*About this exercise*. Restate all the lines below word for word, but omit the pictures.

*Input data*.
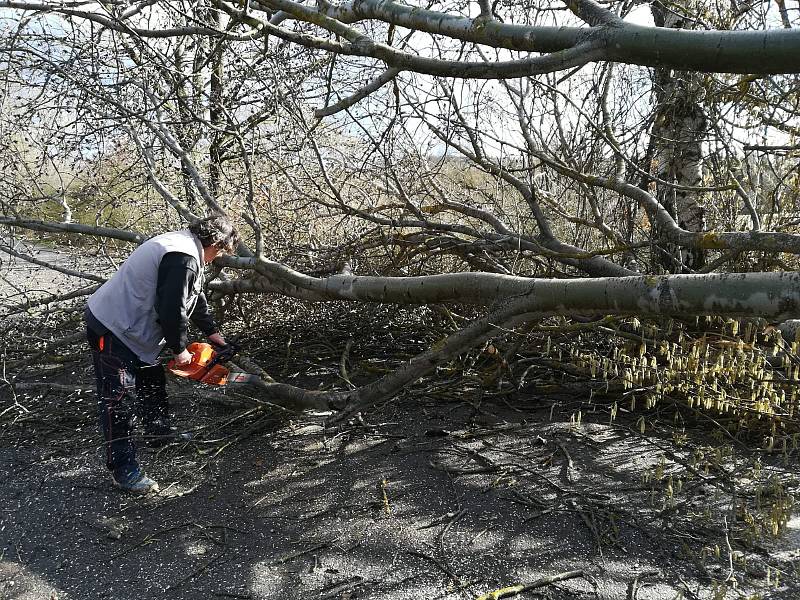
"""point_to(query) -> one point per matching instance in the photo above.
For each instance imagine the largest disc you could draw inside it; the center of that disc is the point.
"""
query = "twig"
(524, 587)
(568, 471)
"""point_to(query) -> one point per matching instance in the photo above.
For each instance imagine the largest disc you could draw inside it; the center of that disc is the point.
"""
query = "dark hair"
(216, 230)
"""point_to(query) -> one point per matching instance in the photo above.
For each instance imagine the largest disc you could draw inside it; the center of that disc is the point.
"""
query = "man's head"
(217, 234)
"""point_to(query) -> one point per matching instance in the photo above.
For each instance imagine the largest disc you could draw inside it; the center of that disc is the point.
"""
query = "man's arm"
(177, 274)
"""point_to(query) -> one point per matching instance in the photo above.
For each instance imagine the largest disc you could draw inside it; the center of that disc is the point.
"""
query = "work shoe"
(163, 435)
(134, 482)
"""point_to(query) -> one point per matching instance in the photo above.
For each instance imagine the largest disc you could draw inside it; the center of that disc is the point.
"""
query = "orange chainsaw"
(206, 365)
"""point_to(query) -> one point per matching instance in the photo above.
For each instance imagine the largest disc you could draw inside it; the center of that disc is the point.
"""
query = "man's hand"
(216, 338)
(183, 358)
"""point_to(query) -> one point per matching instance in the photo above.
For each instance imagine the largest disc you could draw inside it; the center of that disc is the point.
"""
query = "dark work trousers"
(126, 388)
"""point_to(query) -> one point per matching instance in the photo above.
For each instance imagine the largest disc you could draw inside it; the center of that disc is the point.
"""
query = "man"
(145, 306)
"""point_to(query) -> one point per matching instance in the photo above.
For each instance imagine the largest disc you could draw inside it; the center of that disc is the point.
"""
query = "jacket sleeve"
(202, 317)
(177, 273)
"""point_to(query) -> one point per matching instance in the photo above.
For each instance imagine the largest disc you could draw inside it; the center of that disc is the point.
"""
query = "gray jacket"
(126, 302)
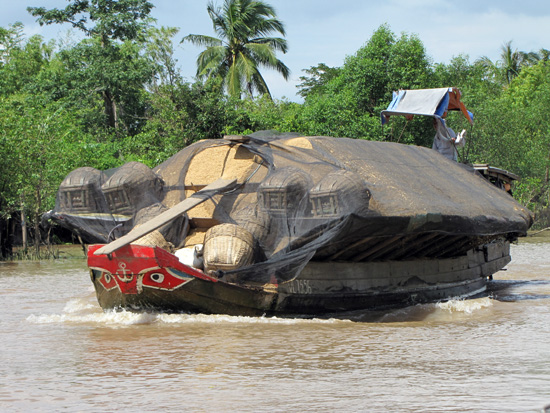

*Result for this task*.
"""point_to(query) -> one point per matching instance in the photo above.
For each instance imagine the largest disc you could draw inside it; the center of that disc is the point.
"""
query = "twig"
(524, 587)
(568, 471)
"""point_to(query) -> one point per matching instance in the photo above.
For each instance imagine the largest disc you could draw inside it; the center of that disc is the point.
"""
query = "dark hair"
(216, 230)
"""point_to(query) -> one point per matching instance in the photo above.
For each instance imagine the largest disc you could draw inside it; the center of that disc is the point.
"""
query = "man's head"
(217, 234)
"""point_to(query) -> one point per matching instance in the photo above.
For each instance imagine the largest disc you could draw inside it; the center of that disc is the point.
"""
query = "man's arm"
(177, 274)
"""point_to(query) -> one point per matching instance in the photo above.
For each instance imagine the largest disc you could draw inside it; the center of that disc is the point.
"""
query = "work shoe"
(163, 435)
(134, 482)
"""point_to(query) -> one point per matching instance in the photo above.
For each instance imagine the largest disc you could draw inside it; the center of that disc is the point.
"""
query = "orange chainsaw"
(206, 365)
"""point_to(query) -> one point per matching instance in the photo above.
For each instance imagine the largest disc you could draw inside it; the center of that disc is the point.
"""
query = "man's hand"
(216, 338)
(183, 358)
"""point_to(query) -> one point per matching instance in the photo above.
For each instance imagine the largest disc you could draw inside it; the center of that disc is the point.
"""
query = "dark work trousers"
(126, 388)
"""point_to(query) -> one point per matching instance in the photo above.
For each instance imagine the largest disc you could draw inside it; the center of that disc is the point.
"""
query = "man"
(145, 306)
"""point_to(query) -> one point per matching instance in the photo above.
For each instance imagine the largest disc you could draw inside it; the center of that disc is the point.
"""
query = "jacket sleeve"
(202, 317)
(177, 273)
"""point_to(query) -> one point per matching instance in the photo above.
For each instance imagine the largest disc you could draw inside it; the center of that disc is the point.
"""
query = "gray jacket"
(126, 302)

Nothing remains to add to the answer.